Auszuführende Aufgaben:
a - Prüfe, ob die Aussagen (i) bis (iii) mit dem Textauszug über die Yacht übereinstimmen, und beantworte jede mit Ja oder Nein samt den entscheidenden Worten des Textes als wörtlichem Zitat. (i) Der Gashebel wird mit der rechten Hand bedient. (ii) Die Winschen lassen sich über seitliche Schalter elektrisch bedienen. (iii) Auf dem Vorschiff wird vor Anker ein Sonnensegel auf vier Trägerstangen gehisst.
b - Fahre mit dem Textauszug über die Yacht im Anschluss an seinen letzten Satz fort.

Textauszug:

^^^^

Das Steuerpult ist mit allerlei Elektronik bestückt, weniger wäre auch gut, man will ja nicht immer und alles bis ins letzte Detail wissen. Gewöhnungsbedürftig ist vielleicht der markante Gashebel, der mit links bedient wird. Seitliche Schalter bedienen die elektrische Winschen, der Steuermann (oder -frau) wird auch hier zum Selfmademan, der die Yacht auch alleine bedienen kann. Das Steuergefühl im riesigen Cockpit macht Spass, im Blick hat man die ebenfalls üppige U-förmige Liegezone, wo sich in der Praxis die Jungmannschaft oder Freunde des Hauses räkeln werden. Social Zone ist zwar ein Modewort, hier macht es jedoch durchaus Sinn. Ein weiterer Hot Spot für Geniesser liegt auf dem Vorschiff. Vor Anker hisst man hier ein Sonnensegel auf vier Trägerstangen und kreiert so eine wahrhaftige Chillzone.

^^^^

Einträge:
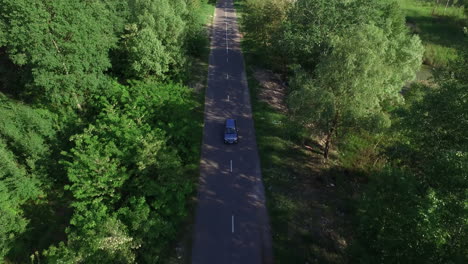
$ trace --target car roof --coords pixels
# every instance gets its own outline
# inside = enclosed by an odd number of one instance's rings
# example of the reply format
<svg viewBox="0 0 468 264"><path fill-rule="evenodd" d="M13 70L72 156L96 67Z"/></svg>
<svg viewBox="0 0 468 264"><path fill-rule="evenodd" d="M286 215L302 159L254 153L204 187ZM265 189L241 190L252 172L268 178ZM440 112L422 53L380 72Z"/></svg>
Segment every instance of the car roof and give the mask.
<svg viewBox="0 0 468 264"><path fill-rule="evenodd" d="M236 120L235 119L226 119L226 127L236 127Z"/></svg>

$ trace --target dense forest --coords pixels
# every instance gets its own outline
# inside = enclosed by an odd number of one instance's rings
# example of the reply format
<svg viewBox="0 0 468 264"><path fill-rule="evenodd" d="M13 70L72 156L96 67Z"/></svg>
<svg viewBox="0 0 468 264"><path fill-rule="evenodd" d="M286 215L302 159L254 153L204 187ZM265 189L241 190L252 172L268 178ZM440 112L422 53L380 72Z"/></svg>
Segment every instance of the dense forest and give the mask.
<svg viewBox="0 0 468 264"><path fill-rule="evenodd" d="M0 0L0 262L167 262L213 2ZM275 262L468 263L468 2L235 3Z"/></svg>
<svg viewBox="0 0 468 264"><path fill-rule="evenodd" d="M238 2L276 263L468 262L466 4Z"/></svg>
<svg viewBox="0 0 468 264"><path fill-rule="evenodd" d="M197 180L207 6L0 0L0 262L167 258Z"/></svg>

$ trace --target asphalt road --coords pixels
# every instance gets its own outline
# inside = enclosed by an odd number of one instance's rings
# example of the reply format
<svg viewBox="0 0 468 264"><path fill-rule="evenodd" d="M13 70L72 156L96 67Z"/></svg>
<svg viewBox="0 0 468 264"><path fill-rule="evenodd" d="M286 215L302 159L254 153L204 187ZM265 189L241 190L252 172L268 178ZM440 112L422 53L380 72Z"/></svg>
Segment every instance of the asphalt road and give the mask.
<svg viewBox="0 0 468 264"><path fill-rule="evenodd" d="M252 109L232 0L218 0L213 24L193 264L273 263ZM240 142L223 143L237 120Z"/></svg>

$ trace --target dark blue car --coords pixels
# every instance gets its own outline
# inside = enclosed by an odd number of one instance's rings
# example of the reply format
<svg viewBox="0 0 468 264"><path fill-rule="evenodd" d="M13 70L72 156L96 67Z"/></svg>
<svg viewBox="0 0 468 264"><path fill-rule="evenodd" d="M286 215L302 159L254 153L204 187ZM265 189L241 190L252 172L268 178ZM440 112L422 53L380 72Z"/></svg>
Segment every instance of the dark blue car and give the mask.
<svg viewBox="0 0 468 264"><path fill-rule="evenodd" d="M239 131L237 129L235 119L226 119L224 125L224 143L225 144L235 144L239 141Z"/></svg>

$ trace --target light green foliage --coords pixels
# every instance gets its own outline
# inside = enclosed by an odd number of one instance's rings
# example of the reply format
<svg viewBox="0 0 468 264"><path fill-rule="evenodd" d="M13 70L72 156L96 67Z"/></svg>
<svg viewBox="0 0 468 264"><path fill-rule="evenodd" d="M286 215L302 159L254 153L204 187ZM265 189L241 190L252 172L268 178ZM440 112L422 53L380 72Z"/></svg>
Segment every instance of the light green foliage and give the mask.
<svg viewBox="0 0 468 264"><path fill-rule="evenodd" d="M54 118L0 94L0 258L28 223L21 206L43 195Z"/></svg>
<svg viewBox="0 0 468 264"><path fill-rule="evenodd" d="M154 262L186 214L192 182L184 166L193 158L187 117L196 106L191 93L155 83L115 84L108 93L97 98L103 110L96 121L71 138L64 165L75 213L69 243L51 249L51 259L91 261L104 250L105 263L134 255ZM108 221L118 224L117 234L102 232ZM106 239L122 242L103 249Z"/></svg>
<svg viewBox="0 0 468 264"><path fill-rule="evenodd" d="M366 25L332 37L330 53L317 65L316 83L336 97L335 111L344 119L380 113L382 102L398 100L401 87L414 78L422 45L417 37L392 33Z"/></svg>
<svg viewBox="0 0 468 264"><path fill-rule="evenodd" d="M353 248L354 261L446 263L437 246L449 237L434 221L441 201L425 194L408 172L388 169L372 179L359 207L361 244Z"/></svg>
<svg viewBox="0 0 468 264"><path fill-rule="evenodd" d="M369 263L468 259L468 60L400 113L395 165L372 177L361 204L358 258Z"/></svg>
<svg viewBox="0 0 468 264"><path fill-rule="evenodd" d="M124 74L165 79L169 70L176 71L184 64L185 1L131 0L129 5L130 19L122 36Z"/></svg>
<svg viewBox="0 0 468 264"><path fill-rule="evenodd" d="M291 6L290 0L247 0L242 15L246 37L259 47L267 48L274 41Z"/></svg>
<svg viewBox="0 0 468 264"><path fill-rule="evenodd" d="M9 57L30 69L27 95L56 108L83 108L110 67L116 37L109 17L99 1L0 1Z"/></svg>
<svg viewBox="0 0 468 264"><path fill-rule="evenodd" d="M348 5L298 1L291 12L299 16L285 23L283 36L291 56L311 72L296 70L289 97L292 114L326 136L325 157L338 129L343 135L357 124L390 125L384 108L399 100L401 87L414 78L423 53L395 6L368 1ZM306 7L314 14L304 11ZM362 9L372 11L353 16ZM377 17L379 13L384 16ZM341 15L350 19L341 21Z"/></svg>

^^^^

Gegebene Antworten:
a -
(i) Nein: „der mit links bedient wird“
(ii) Ja: „Seitliche Schalter bedienen die elektrische Winschen“
(iii) Ja: „Vor Anker hisst man hier ein Sonnensegel auf vier Trägerstangen“

b -
Platz für alles

Der Gang unter Deck wird mit einem Wow-Effekt belohnt. Da links und rechts des Niedergangs weitere Stufen wegführen, wird die Raumhöhe noch verstärkt. Die schmalen Fenster des Ausbaus lassen weniger Helligkeit erwarten, aber in Kombination mit den Seitenfenstern des Rumpfes und des Vierer-Lukenblocks erscheint das moderne Interieur im besten Licht. Individualisierung wird gross geschrieben: Die Kabinenkonfiguration erlaubt viel Auswahl, von 2 bis 6 Kabinen ist alles möglich, der Eigner darf sein Reich entweder im Vorschiff oder im Heck einrichten. Die Pantry ist abgesenkt und rückt optisch etwas in den Hintergrund. Dafür rücken die Sofas im Salon in den Vordergrund, dank der üppigen Schiffsbreite sieht das nicht gedrängt aus. Sehr schön die Nasszonen, die den Namen Badezimmer verdienen. Cool auch die funktional gestalteten Türen, die den Zugang zur Skipperkabine im Bug bilden.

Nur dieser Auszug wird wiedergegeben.